> [Exercise goal] Duplicate every one of the rows below line for line, with no changes.

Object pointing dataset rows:
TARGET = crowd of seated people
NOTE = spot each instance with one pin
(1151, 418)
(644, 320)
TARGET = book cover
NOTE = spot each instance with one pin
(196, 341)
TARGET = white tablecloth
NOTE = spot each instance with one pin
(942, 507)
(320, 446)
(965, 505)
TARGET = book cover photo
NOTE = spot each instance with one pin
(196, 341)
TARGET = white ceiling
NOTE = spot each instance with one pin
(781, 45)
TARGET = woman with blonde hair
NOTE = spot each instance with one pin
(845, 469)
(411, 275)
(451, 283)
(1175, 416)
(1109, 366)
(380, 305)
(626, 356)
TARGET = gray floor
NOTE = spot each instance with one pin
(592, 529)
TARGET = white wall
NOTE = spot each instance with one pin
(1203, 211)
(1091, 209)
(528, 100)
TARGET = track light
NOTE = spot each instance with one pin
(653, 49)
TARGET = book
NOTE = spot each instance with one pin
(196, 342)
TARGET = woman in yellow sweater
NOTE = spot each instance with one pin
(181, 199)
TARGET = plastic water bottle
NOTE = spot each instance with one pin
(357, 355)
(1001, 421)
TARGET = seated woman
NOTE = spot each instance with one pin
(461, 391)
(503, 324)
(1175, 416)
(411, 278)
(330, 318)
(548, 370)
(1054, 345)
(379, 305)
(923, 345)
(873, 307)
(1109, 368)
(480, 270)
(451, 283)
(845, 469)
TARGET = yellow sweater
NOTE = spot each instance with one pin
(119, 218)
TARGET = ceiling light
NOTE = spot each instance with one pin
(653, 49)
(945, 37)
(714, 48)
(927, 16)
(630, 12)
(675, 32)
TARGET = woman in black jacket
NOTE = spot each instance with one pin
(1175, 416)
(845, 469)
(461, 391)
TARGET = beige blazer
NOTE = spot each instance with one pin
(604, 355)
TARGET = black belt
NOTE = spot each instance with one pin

> [Answer to this task]
TARGET = crowd of seated people
NOTE = spot each instance with one pin
(1151, 418)
(644, 320)
TARGET = book cover
NOTE = spot each instance with one pin
(196, 341)
TARGET = white tablecloth
NOTE = spot each instance with one pin
(942, 507)
(320, 446)
(965, 505)
TARGET = book cover photo
NOTE = spot each instance with one pin
(196, 341)
TARGET = white ceiling
NOTE = spot each instance with one pin
(781, 45)
TARGET = woman with blonde hair
NOTE = spot each instance with one pin
(845, 469)
(411, 275)
(451, 283)
(1175, 416)
(1109, 366)
(380, 305)
(626, 356)
TARGET = gray floor
NOTE = spot each instance with one pin
(592, 529)
TARGET = white wall
NOTE = spot each instance with one pin
(1203, 211)
(1091, 209)
(528, 100)
TARGET = track light
NOTE = spot each instance with one pin
(653, 49)
TARGET = book
NOTE = spot each instance with one pin
(196, 342)
TARGET = woman in yellow sweater
NOTE = spot each instance with one pin
(181, 199)
TARGET = plastic water bottle
NOTE = spot each instance with one pin
(357, 355)
(1001, 421)
TARGET = seated woman
NOTE = spot each instance with one pin
(461, 391)
(503, 324)
(1175, 416)
(411, 278)
(330, 318)
(548, 370)
(1054, 345)
(379, 305)
(923, 345)
(873, 307)
(1109, 368)
(480, 270)
(451, 283)
(845, 469)
TARGET = yellow sweater
NOTE = spot each instance with one pin
(119, 218)
TARGET = ceiling light
NOTE = spot each instance with one pin
(653, 49)
(945, 37)
(714, 48)
(927, 16)
(630, 12)
(675, 32)
TARGET = woman in black jacket
NOTE = spot each instance with one pin
(1175, 416)
(845, 469)
(461, 391)
TARGET = beige blazer
NOTE = spot each instance with one pin
(604, 355)
TARGET = black belt
NOTE = spot each instance with one pin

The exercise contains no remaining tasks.